- Instructions -
• a. Reproduce word for word everything in the system call passage from "Before taking a" down to "process runs in.".
• b. In the system call passage, which registers does the 32-bit Linux ABI use to pass parameters?

START Selected excerpt

Intel x86 vs x64 system call
General part
EDIT: Linux irrelevant parts removed
While not totally wrong, narrowing down to int 0x80
and syscall
oversimplifies the question as with sysenter
there is at least a 3rd option.
Using 0x80 and eax for syscall number, ebx, ecx, edx, esi, edi, and ebp to pass parameters is just one of many possible other choices to implement a system call, but those registers are the ones the 32-bit Linux ABI chose.
Before taking a closer look at the techniques involved, it should be stated that they all circle around the problem of escaping the privilege prison every process runs in.
Another choice to the ones presented here offered by the x86 architecture would have been the use of a call gate (see: http://en.wikipedia.org/wiki/Call_gate)
The only other possibility present on all i386 machines is using a software interrupt, which allows the ISR (Interrupt Service Routine or simply an interrupt handler) to run at a different privilege level than before.

END Selected excerpt
START Listed entries

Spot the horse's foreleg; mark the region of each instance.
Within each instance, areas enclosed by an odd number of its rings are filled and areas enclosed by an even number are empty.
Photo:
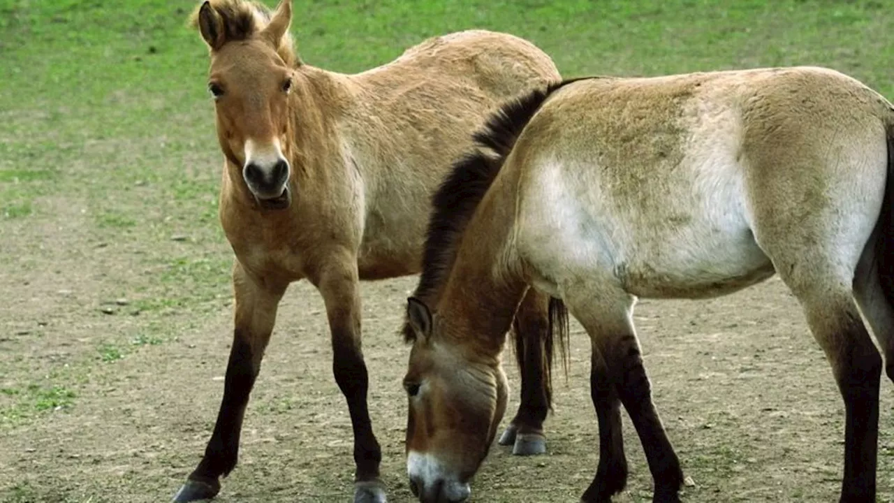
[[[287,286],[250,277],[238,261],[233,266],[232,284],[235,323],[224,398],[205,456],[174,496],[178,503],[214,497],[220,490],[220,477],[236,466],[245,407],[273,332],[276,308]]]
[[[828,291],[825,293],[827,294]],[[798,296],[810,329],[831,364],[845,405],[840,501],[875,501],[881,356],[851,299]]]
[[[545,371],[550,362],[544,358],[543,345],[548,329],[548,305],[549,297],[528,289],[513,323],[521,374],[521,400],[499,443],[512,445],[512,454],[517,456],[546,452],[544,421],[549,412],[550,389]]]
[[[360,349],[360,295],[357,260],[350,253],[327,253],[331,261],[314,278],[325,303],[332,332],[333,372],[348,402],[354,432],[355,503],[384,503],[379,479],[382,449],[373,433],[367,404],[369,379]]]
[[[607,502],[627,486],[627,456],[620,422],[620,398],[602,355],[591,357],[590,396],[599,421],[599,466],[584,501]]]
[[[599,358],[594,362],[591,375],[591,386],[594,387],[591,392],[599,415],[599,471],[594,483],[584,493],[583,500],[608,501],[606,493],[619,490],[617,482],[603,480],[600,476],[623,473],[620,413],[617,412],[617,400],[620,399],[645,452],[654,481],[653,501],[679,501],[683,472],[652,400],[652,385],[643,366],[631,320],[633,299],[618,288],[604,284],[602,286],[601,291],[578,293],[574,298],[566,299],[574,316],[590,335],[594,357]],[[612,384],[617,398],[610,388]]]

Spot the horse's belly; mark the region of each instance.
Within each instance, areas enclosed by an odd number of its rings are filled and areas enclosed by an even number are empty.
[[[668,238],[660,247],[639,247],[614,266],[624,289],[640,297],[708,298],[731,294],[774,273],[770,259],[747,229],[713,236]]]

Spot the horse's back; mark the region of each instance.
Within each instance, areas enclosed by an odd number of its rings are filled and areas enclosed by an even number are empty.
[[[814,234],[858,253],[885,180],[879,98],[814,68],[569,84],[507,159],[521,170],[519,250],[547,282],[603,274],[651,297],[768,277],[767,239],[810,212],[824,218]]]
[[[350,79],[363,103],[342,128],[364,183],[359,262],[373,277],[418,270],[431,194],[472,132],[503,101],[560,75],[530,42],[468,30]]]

END Listed entries
START Listed entries

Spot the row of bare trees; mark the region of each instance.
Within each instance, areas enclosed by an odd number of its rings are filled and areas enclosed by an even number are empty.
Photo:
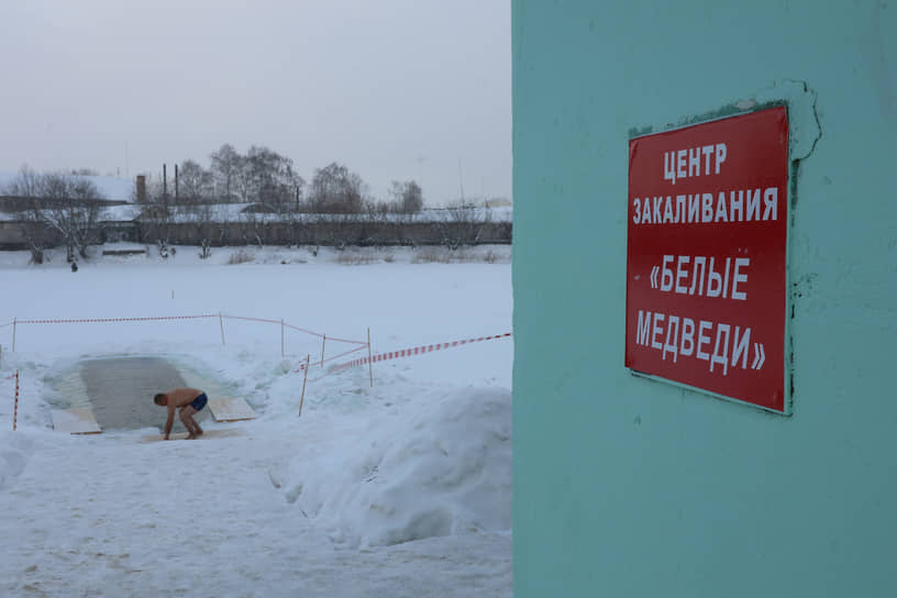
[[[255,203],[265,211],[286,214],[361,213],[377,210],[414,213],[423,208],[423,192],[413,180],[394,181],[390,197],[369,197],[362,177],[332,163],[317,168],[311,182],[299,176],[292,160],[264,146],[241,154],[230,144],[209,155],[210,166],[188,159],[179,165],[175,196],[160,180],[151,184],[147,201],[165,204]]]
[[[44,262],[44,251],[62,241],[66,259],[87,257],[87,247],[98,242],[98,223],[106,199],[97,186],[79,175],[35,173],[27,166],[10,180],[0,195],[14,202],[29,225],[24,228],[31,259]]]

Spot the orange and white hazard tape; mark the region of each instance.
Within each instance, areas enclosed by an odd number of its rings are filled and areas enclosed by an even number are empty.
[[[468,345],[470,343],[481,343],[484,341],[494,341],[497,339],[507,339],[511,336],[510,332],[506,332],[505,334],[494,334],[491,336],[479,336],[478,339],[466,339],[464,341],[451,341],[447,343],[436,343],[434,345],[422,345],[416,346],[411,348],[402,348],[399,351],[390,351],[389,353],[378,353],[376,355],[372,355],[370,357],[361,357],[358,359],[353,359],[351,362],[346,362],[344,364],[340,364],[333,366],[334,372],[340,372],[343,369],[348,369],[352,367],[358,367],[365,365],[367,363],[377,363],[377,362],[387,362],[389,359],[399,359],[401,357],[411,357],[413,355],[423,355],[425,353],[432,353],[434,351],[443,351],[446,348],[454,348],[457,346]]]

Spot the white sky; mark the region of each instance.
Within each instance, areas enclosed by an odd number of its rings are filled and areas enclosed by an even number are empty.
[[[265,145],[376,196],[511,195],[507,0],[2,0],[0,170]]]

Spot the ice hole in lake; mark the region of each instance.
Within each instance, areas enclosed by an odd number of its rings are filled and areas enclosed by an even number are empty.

END Listed entries

- Results in order -
• a.
Before taking a closer look at the techniques involved, it should be stated that they all circle around the problem of escaping the privilege prison every process runs in.

• b. ebx, ecx, edx, esi, edi, and ebp